Task -
Answer these questions from the agreement text below:
(a) On what date does the Agreement come into effect?
(b) By what means must a Party affected by force majeure send its notice to the other Party?
(c) Who must issue the supporting documents for a force majeure event?

Passage Block Start

Article 9 Effectiveness
9.1 This Agreement shall come into effect on the date when the authorized representatives of the Parties affix their signatures hereto. Unless the Parties sign a written document or otherwise agreed in this Agreement, the provisions of this Agreement shall not be changed, modified, amended, supplemented or terminated in any way.
Article 10 Force Majeure
If the performance by either Party of this Agreement is directly affected or is unable to perform this Agreement according to the agreed conditions due to an event of force majeure, including earthquake, typhoon, flood, fire, war, computer virus, design loopholes of tool software, hacker attacks on the Internet, changes in policies and laws, and other unforeseen events or events the consequences of which are unpreventable and unavoidable, such Party shall immediately send a notice to the other Party by fax, and provide the other Party with the details of the event of force majeure and the supporting documents explaining that this Agreement cannot be performed or the performance of this Agreement needs to be postponed within thirty (30) days. The above supporting documents must be issued by a notary authority of the place where the event of force majeure occurs. In such case, the Parties shall, according to the degree of influence of the event of force majeure event on the performance of this Agreement, determine whether this Agreement shall be partially waived, postponed or terminated. Neither Party shall be liable to the other Party for the economic losses caused by the event of force majeure.

Passage Block End
Information given Block Start

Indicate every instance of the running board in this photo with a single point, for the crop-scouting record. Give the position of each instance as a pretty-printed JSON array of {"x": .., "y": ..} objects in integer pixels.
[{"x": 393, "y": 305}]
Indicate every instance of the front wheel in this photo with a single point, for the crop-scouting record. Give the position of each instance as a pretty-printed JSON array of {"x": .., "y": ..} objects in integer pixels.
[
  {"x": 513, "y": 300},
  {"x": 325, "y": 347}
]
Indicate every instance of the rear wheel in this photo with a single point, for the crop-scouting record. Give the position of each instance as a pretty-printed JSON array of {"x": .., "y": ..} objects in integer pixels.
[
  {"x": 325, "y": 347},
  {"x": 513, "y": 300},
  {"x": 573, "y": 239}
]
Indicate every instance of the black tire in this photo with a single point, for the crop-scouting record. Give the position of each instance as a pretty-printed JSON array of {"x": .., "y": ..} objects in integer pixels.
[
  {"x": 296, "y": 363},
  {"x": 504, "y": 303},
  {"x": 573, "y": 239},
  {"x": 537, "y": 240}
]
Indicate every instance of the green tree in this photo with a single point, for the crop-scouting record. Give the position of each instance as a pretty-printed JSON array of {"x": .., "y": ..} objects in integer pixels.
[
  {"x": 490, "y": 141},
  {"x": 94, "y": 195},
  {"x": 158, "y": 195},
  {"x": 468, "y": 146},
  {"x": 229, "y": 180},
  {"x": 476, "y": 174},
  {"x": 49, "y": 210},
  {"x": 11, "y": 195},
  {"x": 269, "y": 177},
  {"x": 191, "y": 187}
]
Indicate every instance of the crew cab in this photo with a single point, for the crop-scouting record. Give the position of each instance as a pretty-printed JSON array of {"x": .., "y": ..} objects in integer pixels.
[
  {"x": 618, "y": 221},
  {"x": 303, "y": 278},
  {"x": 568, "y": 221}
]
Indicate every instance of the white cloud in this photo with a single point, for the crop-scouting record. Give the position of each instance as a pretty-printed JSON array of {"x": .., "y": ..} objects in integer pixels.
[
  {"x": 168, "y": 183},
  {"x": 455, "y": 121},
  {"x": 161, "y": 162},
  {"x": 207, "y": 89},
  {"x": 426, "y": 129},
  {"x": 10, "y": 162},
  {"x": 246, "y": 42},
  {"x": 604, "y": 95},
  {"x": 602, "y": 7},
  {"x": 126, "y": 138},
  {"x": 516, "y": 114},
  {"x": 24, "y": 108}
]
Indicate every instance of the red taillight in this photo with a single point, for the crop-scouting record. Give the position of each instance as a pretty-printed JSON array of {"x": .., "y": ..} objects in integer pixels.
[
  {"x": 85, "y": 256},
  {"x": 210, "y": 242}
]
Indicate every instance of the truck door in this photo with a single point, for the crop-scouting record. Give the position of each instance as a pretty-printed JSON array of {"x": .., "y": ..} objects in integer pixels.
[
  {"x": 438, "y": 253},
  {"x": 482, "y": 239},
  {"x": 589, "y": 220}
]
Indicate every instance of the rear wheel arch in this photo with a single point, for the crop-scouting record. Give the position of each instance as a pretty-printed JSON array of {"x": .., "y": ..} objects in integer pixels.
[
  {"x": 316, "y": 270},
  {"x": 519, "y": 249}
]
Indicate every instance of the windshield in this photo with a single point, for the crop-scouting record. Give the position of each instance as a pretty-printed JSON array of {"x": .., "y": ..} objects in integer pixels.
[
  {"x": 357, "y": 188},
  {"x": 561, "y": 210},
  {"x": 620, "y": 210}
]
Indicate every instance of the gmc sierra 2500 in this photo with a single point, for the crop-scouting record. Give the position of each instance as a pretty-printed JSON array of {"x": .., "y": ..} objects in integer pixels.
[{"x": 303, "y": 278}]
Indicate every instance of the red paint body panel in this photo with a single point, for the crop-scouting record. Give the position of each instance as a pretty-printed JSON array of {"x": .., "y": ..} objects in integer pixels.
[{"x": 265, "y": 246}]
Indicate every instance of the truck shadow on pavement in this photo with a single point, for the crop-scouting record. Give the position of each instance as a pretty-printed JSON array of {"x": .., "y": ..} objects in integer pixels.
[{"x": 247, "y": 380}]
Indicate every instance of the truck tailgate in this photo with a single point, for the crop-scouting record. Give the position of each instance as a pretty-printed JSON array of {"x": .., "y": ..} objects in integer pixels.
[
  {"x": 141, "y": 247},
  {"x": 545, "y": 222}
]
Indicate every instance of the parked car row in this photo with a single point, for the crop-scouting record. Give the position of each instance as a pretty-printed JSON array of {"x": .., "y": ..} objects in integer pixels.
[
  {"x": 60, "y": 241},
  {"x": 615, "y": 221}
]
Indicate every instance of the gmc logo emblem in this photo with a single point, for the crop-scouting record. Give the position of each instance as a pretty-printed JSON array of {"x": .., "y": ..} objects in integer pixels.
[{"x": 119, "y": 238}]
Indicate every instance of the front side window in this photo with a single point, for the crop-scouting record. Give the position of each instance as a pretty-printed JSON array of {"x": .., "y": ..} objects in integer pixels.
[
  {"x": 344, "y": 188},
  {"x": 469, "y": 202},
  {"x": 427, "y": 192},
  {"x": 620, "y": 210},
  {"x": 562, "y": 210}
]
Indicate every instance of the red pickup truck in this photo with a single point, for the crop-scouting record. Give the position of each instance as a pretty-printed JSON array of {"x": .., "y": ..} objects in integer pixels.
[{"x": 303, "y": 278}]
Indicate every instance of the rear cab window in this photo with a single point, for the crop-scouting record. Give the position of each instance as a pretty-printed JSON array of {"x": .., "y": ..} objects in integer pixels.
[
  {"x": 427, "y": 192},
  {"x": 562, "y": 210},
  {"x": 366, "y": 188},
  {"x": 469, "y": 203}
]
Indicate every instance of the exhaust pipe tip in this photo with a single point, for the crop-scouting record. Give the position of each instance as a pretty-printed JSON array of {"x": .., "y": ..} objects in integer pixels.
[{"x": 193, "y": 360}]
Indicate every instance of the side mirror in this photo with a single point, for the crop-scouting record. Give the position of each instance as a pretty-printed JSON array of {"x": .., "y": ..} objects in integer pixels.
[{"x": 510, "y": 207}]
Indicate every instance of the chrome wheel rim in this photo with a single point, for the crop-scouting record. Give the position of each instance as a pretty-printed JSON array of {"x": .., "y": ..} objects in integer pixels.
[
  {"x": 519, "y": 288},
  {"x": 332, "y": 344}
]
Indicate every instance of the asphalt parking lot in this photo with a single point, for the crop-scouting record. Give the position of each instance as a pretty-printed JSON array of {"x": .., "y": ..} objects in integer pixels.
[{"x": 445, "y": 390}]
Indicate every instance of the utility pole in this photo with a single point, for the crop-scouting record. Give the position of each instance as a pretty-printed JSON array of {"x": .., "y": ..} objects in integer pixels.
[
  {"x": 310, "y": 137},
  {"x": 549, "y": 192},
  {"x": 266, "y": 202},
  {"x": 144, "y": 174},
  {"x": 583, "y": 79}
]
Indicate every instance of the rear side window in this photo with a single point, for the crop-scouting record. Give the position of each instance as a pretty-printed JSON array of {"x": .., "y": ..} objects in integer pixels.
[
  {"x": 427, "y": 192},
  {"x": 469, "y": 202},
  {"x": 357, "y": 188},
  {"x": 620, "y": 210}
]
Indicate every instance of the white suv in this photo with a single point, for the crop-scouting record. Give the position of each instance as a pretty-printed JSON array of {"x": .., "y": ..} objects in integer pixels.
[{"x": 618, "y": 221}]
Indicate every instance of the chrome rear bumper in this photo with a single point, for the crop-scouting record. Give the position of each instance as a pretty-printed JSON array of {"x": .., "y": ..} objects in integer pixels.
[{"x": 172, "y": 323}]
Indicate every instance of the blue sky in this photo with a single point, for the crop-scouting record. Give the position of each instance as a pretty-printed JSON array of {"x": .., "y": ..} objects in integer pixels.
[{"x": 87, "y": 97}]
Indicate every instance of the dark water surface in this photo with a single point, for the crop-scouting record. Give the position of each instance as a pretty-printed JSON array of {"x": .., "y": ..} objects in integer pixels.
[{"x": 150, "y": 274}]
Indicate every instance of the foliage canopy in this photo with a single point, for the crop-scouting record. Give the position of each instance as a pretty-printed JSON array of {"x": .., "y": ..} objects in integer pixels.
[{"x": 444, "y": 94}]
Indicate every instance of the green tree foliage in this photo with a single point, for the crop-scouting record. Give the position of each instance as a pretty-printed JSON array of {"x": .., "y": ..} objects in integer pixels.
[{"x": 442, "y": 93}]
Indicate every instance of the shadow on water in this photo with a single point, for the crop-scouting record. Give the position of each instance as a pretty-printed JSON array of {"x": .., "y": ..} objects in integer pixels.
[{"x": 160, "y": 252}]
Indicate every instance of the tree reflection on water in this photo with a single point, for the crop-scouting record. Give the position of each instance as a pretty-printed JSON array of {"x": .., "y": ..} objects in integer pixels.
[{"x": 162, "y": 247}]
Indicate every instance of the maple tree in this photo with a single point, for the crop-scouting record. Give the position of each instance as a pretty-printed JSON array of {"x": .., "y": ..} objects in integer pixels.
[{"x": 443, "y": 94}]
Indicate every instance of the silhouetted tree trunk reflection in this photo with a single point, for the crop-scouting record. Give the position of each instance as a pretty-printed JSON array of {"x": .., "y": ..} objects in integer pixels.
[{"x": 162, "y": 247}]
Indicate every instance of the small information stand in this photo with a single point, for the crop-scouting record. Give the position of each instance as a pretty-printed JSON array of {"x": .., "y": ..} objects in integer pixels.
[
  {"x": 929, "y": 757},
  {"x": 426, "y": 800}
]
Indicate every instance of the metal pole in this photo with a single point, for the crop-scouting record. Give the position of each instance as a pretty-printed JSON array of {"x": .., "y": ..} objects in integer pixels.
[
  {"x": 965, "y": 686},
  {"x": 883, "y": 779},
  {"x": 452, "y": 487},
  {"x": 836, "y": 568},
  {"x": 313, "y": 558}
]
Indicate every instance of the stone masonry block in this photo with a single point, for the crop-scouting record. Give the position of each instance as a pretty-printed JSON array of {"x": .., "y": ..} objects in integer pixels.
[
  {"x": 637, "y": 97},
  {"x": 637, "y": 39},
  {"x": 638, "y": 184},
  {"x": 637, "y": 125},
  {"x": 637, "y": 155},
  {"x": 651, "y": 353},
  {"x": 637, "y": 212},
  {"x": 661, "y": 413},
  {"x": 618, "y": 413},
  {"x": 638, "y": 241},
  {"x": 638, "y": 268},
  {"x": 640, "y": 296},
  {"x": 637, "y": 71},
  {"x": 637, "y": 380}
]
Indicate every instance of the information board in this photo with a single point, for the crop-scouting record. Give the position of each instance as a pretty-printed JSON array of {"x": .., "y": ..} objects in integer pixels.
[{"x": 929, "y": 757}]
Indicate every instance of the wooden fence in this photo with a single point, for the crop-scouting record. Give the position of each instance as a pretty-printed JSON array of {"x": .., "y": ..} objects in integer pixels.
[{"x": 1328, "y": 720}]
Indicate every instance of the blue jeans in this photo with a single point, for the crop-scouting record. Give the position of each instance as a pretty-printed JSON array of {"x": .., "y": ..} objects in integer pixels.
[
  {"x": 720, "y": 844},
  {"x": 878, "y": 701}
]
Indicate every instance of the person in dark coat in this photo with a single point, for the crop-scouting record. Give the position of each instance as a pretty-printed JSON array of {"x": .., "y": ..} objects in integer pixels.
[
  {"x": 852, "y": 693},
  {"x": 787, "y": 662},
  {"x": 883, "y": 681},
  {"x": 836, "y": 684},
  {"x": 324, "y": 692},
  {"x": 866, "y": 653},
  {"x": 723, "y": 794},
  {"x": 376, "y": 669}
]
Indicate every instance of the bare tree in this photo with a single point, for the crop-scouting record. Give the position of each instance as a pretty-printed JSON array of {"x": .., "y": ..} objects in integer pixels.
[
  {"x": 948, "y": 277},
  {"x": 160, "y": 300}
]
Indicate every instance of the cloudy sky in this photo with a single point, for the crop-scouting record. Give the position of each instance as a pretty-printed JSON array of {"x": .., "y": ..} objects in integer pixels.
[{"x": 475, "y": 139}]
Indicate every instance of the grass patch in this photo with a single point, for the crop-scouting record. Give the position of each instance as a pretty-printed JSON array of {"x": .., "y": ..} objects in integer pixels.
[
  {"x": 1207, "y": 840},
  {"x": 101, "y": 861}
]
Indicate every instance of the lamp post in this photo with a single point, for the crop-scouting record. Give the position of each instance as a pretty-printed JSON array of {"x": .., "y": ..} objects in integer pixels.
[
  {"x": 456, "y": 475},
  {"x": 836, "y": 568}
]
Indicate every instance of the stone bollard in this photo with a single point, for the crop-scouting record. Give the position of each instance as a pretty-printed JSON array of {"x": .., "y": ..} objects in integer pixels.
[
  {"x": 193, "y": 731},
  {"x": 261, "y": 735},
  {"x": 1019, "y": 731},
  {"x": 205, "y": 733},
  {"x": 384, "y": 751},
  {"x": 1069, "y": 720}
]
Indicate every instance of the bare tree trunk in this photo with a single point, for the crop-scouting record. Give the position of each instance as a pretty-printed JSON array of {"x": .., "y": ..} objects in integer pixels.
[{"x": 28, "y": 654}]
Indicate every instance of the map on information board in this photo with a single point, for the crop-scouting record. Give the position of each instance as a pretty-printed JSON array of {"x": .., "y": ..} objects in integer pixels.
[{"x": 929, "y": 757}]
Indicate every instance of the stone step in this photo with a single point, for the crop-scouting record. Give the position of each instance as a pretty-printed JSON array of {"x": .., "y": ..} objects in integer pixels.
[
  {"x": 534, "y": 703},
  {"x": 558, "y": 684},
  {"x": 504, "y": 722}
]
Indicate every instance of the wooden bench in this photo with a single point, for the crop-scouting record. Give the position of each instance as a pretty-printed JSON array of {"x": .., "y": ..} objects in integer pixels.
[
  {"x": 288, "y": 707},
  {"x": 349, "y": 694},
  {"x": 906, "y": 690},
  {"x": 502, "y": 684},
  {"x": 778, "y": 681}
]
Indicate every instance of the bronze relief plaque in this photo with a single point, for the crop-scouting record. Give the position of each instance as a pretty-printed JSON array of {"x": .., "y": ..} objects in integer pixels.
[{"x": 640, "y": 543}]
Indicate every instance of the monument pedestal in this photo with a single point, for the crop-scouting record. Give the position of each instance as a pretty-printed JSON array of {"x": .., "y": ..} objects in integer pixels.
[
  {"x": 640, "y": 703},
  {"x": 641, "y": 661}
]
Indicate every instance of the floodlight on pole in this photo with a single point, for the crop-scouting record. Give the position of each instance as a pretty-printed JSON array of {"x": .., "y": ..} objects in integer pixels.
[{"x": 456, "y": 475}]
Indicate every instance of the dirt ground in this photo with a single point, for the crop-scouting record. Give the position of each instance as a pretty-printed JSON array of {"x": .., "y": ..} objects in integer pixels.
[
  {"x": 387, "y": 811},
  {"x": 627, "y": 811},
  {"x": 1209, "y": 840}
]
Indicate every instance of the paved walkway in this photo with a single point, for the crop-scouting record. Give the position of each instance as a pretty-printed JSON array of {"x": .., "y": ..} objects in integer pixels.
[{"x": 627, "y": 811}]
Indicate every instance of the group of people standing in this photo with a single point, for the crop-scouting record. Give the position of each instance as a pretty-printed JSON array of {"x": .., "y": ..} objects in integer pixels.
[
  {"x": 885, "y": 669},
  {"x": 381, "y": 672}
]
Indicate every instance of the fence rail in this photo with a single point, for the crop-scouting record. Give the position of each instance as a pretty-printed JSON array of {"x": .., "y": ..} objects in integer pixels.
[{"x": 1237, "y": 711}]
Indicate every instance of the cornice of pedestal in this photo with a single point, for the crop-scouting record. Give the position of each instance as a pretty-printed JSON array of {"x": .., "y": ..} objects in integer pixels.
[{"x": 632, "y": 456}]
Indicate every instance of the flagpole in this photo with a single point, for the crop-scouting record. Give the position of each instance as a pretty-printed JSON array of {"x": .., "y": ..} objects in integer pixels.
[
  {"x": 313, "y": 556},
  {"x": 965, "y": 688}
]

Information given Block End

Solution to the exercise -
(a) On the date when the authorized representatives of the Parties affix their signatures.
(b) By fax.
(c) A notary authority of the place where the force majeure event occurs.